READING TEXT:
Things were going well, I thought. Chris started stressing out from the moment we got there. Someone is going to fall in the fire, or rip the tent, or get mud all over the car, or... you name it. Don't get me wrong, our kids are pretty well behaved as far as kids go. They are just kids, that is the problem. Constantly worrying about those things that kids do, is not something I think about when I envision camping.

In spite of the constant dirt, and trying to keep them out of the fire and the road, things were going well. And then it was bedtime. We started trying to settle them down at about 9 pm. I took the twins in the tent to lay by them. All they wanted to do was jump on the sleeping bags and play with the zippers. Finally, Chris decided to go to bed too so they would stay in the tent. We read stories and tried to calm everyone down. At about 10:30 we were exhausted and barely hanging on. The twins grew quiet and I passed out.

EXTRACTED RECORDS:

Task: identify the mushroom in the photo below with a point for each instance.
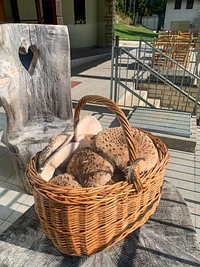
(66, 180)
(59, 159)
(86, 129)
(54, 144)
(113, 143)
(90, 168)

WHAT TO DO:
Reproduce the stretch of the camping text from "In spite of" through "I passed out." word for word.

TASK ANSWER:
In spite of the constant dirt, and trying to keep them out of the fire and the road, things were going well. And then it was bedtime. We started trying to settle them down at about 9 pm. I took the twins in the tent to lay by them. All they wanted to do was jump on the sleeping bags and play with the zippers. Finally, Chris decided to go to bed too so they would stay in the tent. We read stories and tried to calm everyone down. At about 10:30 we were exhausted and barely hanging on. The twins grew quiet and I passed out.